*WORK TO BE COMPLETED:* Copy each line containing the word "dark" from the records that follow, please.

BEGIN RECORDS FOR THIS EXERCISE

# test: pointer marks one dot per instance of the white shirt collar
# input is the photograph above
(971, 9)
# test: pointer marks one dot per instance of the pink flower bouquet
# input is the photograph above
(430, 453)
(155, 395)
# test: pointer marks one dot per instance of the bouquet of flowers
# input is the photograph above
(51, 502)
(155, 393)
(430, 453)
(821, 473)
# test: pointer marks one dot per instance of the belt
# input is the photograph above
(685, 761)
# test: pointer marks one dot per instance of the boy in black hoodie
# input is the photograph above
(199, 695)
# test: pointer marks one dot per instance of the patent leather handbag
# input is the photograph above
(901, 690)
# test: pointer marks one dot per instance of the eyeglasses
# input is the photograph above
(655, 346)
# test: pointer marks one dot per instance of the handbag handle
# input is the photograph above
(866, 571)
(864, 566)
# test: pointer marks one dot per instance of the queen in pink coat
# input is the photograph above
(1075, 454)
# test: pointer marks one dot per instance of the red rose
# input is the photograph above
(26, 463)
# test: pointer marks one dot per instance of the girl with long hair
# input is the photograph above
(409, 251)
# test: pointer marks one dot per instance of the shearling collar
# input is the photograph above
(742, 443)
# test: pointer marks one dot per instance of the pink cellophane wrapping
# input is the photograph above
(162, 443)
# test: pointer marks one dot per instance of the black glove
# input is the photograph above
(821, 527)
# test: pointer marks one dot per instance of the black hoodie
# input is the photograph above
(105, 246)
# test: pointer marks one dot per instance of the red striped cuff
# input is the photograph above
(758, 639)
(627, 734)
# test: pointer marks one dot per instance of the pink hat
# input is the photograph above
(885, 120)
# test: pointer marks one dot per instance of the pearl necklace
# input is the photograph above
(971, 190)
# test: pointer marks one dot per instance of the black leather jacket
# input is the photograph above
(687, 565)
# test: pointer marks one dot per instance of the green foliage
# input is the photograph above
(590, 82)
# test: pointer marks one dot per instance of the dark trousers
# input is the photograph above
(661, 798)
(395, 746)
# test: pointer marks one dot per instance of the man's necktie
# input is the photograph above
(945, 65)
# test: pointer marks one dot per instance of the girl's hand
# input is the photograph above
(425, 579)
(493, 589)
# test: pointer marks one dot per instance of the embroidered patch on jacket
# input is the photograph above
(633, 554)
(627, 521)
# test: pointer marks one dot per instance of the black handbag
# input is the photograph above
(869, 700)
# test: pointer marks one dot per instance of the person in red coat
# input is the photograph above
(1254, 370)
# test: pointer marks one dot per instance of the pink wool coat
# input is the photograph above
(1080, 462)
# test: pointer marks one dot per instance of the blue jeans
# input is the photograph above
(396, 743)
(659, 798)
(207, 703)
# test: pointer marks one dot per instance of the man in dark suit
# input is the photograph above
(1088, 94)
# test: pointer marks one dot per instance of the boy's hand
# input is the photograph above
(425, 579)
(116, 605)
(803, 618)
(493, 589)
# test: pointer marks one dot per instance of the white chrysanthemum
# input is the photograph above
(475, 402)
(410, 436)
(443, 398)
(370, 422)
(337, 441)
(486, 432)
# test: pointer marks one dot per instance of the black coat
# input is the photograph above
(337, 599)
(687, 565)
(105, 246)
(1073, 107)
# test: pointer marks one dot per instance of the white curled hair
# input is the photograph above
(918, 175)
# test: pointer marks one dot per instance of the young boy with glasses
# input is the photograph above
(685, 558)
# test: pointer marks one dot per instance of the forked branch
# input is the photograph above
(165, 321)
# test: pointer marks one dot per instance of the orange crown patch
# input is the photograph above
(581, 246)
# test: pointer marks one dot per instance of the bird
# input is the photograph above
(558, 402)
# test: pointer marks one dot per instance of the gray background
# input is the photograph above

END RECORDS FOR THIS EXERCISE

*OUTPUT BELOW:*
# test: pointer marks one dot per instance of the dark trousers
# test: pointer marks one dot per instance of the man in dark suit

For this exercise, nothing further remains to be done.